Trecho de origem =>
⁂

Consagração
de Crianças
Somados todos os seguimentos religiosos que se autodenominam
cristãos, temos, basicamente, duas cerimônias cujo alvo é o recém-nascido: o
batismo ou a dedicação (apresentação ou consagração). Ambas carregam a crença
no poder de interferência do ato no futuro espiritual da criança e até no seu destino
eterno. Mas, de modo geral, têm mais a ver com a expectativa e afirmação da fé
professada pelos pais.
Dessa forma, nenhuma criança se torna cristã porque foi batizada
ou consagrada; portanto, não faz diferença o tipo de cerimônia a que é
submetida, tendo em vista que ainda não goza do discernimento para abraçar
determinado credo, o que inevitavelmente ocorrerá mais tarde, podendo não se
apegar a nenhum ou optar por outro que não o professado pelos pais.

⁂

Enunciado da tarefa =>
No texto sobre a consagração de crianças, reescreva a parte que começa em "Dessa forma, nenhuma" e termina logo após "professado pelos pais.", trocando "credo" por "dogma".

(Registros de apontamento de objetos nomeados)

⁂

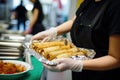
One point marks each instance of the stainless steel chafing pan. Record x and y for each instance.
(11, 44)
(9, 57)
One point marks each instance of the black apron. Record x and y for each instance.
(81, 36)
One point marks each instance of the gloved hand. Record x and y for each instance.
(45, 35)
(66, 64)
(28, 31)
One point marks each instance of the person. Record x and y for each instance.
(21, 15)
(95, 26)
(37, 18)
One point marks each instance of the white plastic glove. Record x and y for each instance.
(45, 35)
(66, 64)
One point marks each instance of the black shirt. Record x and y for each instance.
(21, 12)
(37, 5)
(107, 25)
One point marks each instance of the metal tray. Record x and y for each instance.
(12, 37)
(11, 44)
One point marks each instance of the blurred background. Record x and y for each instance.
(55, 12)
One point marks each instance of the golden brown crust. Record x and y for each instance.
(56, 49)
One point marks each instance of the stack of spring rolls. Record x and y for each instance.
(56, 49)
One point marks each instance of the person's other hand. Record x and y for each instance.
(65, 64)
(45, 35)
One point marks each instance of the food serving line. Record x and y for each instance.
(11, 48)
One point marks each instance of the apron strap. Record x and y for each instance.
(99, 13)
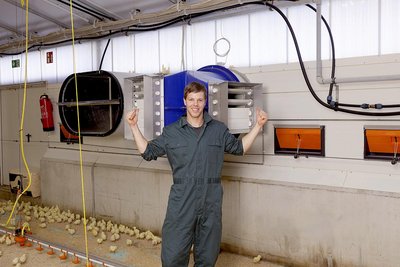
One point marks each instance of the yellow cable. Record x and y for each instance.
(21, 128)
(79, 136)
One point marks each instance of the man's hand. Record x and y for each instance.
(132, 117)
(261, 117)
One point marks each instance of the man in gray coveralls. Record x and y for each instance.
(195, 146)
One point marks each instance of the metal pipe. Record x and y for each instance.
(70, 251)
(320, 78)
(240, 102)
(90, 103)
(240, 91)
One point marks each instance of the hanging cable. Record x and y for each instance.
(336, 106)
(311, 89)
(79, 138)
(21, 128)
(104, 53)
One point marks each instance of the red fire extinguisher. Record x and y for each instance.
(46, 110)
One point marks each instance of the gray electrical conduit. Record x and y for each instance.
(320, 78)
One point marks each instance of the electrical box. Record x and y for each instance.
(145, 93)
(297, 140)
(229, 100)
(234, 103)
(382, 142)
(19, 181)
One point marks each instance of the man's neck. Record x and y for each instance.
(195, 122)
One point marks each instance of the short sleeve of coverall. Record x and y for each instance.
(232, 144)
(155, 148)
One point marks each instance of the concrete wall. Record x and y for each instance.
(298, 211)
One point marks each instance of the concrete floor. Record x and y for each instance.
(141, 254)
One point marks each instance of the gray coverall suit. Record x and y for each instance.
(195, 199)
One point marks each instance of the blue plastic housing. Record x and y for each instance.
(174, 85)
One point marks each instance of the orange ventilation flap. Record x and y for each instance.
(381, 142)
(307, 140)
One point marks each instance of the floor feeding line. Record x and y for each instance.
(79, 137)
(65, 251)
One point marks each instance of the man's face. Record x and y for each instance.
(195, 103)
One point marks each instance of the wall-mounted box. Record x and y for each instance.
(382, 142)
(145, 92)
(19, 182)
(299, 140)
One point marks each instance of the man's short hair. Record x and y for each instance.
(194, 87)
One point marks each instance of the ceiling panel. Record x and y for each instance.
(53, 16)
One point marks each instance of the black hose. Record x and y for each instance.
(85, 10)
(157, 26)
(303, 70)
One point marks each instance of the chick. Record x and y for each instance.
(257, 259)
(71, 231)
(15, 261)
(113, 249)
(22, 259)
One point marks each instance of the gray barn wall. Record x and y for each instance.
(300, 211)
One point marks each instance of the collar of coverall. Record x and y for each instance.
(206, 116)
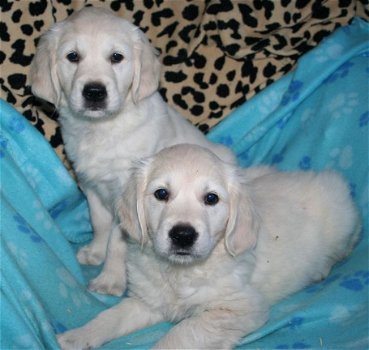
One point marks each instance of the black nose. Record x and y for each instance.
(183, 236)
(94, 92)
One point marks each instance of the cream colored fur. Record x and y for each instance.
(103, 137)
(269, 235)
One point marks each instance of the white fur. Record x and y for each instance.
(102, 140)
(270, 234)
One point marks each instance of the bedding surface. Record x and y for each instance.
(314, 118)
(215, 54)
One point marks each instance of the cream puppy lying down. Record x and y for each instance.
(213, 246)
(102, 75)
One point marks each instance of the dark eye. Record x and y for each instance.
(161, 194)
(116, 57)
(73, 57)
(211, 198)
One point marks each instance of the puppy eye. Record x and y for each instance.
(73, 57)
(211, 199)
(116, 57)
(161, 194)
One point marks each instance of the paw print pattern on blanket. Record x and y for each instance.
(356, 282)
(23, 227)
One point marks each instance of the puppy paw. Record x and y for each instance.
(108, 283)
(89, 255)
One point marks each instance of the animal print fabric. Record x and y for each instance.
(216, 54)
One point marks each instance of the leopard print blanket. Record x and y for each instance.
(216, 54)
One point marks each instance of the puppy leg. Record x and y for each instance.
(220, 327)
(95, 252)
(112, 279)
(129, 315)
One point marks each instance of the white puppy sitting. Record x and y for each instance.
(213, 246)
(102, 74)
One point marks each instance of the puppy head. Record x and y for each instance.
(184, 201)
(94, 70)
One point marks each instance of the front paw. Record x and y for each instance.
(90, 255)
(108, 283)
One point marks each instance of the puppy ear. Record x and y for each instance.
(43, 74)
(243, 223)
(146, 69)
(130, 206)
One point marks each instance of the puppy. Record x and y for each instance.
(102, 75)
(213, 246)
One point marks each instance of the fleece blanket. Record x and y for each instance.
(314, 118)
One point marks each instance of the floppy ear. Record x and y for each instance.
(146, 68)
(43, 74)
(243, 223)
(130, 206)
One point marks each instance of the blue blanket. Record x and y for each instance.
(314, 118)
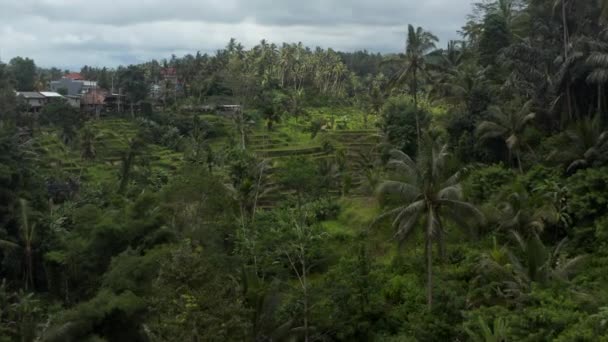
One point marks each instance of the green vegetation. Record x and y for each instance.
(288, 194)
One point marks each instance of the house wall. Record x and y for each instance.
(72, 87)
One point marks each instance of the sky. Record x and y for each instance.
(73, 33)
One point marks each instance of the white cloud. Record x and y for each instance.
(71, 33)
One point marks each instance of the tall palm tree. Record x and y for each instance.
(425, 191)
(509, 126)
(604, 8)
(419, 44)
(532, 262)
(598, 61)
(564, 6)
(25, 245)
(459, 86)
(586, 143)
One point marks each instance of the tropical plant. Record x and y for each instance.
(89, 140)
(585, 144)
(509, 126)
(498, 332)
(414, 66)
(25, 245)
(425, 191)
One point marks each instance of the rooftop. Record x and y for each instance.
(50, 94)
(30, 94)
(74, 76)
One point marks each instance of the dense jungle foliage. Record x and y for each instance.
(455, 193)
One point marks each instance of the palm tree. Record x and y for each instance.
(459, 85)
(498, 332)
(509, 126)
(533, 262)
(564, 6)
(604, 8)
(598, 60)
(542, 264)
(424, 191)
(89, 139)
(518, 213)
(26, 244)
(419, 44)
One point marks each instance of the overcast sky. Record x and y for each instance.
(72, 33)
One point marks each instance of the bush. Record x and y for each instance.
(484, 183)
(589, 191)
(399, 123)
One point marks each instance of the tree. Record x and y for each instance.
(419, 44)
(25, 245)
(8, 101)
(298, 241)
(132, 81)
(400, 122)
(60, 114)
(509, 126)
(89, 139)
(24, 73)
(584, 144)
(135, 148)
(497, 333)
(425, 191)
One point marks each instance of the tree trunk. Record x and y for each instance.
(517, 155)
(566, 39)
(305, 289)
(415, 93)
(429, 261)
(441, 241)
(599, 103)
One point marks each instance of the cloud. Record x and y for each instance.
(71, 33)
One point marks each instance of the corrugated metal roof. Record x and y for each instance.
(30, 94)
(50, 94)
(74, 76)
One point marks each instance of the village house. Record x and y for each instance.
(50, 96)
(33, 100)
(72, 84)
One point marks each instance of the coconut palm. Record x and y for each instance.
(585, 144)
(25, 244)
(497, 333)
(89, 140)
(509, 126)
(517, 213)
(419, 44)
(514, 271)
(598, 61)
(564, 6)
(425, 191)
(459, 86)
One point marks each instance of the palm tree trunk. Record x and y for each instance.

⁂

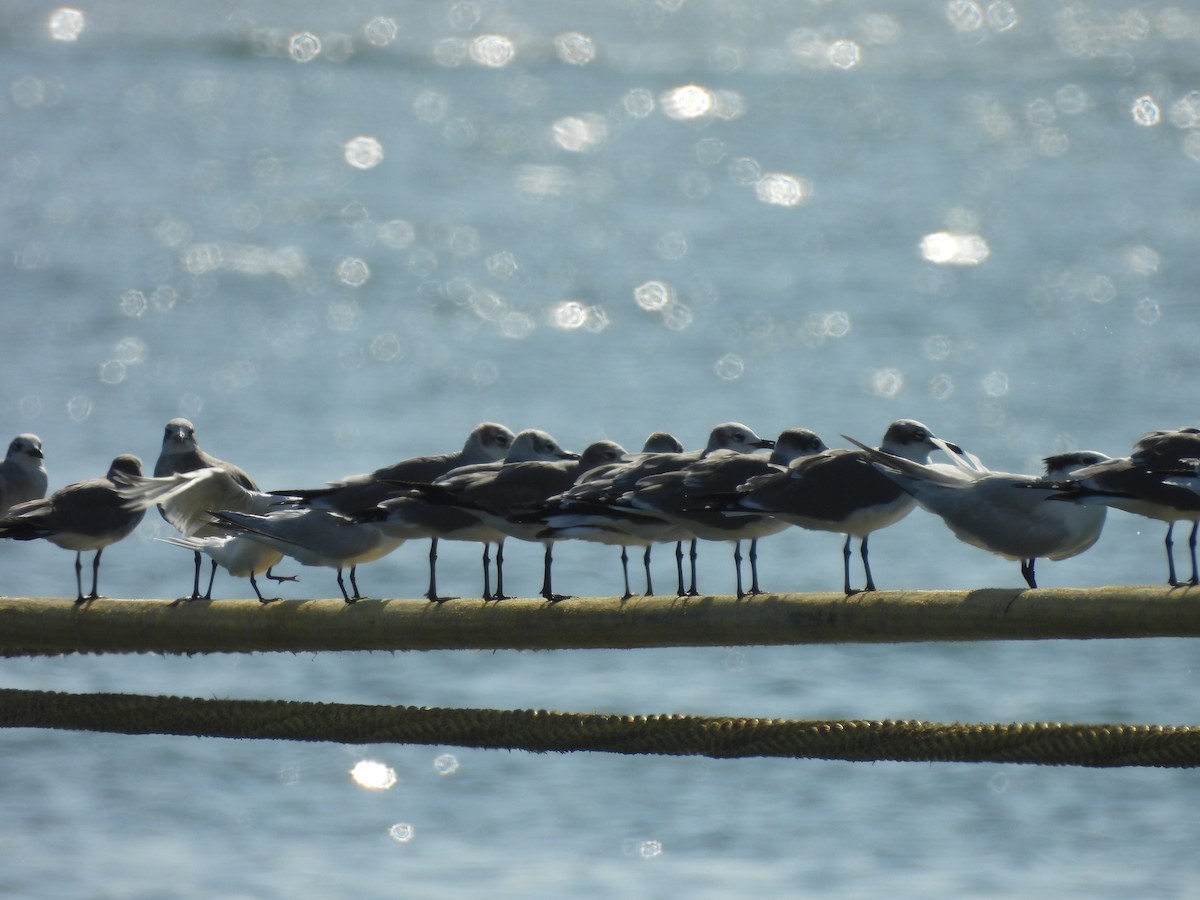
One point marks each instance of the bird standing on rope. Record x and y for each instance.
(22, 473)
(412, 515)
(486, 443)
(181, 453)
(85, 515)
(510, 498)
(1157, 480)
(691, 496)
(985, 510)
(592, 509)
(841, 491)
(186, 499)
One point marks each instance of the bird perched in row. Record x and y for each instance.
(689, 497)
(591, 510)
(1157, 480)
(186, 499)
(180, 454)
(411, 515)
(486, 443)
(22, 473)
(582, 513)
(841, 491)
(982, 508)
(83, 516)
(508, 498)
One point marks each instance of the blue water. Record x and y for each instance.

⁂

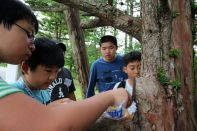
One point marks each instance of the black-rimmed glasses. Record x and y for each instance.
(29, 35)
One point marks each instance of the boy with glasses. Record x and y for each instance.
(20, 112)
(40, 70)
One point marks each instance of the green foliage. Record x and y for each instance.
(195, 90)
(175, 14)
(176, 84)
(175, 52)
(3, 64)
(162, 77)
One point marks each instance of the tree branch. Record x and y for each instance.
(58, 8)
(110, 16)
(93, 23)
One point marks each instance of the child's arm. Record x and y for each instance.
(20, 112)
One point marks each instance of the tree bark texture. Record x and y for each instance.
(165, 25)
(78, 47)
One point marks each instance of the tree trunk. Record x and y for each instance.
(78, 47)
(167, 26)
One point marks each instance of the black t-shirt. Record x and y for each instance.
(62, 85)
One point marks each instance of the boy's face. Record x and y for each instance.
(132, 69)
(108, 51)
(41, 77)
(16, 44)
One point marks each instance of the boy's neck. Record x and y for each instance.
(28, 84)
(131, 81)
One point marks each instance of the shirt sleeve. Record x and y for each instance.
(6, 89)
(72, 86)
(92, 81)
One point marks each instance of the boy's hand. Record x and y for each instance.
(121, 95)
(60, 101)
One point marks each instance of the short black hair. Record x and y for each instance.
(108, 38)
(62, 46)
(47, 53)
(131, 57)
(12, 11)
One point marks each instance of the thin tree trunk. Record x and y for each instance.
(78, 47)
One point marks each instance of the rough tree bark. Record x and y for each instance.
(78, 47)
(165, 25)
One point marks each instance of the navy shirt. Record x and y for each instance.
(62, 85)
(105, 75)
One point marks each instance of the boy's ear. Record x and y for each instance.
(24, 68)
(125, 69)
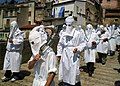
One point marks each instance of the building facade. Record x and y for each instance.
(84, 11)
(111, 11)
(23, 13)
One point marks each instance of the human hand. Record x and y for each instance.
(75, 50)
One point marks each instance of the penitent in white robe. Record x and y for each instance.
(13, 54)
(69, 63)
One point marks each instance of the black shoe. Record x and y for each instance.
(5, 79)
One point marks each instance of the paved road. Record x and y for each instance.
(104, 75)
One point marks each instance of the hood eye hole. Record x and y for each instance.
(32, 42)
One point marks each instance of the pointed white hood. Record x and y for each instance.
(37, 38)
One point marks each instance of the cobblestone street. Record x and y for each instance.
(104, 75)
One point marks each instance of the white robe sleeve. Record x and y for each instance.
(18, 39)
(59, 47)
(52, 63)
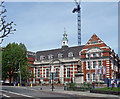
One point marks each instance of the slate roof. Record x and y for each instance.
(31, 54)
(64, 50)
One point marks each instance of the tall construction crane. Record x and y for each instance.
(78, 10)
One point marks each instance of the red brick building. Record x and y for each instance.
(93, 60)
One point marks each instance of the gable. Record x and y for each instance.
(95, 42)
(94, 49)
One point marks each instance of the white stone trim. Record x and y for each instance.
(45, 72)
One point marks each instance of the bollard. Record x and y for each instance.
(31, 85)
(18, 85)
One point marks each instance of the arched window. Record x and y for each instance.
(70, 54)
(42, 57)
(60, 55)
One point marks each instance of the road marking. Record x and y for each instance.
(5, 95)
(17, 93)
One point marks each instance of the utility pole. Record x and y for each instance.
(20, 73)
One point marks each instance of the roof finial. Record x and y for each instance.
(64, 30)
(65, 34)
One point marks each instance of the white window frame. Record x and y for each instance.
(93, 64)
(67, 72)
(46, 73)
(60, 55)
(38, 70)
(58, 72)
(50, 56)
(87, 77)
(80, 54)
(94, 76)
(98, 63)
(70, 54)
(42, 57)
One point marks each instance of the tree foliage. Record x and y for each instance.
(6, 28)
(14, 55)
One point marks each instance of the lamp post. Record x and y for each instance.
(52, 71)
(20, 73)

⁂

Resposta correta =>
Dessa forma, nenhuma criança se torna cristã porque foi batizada
ou consagrada; portanto, não faz diferença o tipo de cerimônia a que é
submetida, tendo em vista que ainda não goza do discernimento para abraçar
determinado dogma, o que inevitavelmente ocorrerá mais tarde, podendo não se
apegar a nenhum ou optar por outro que não o professado pelos pais.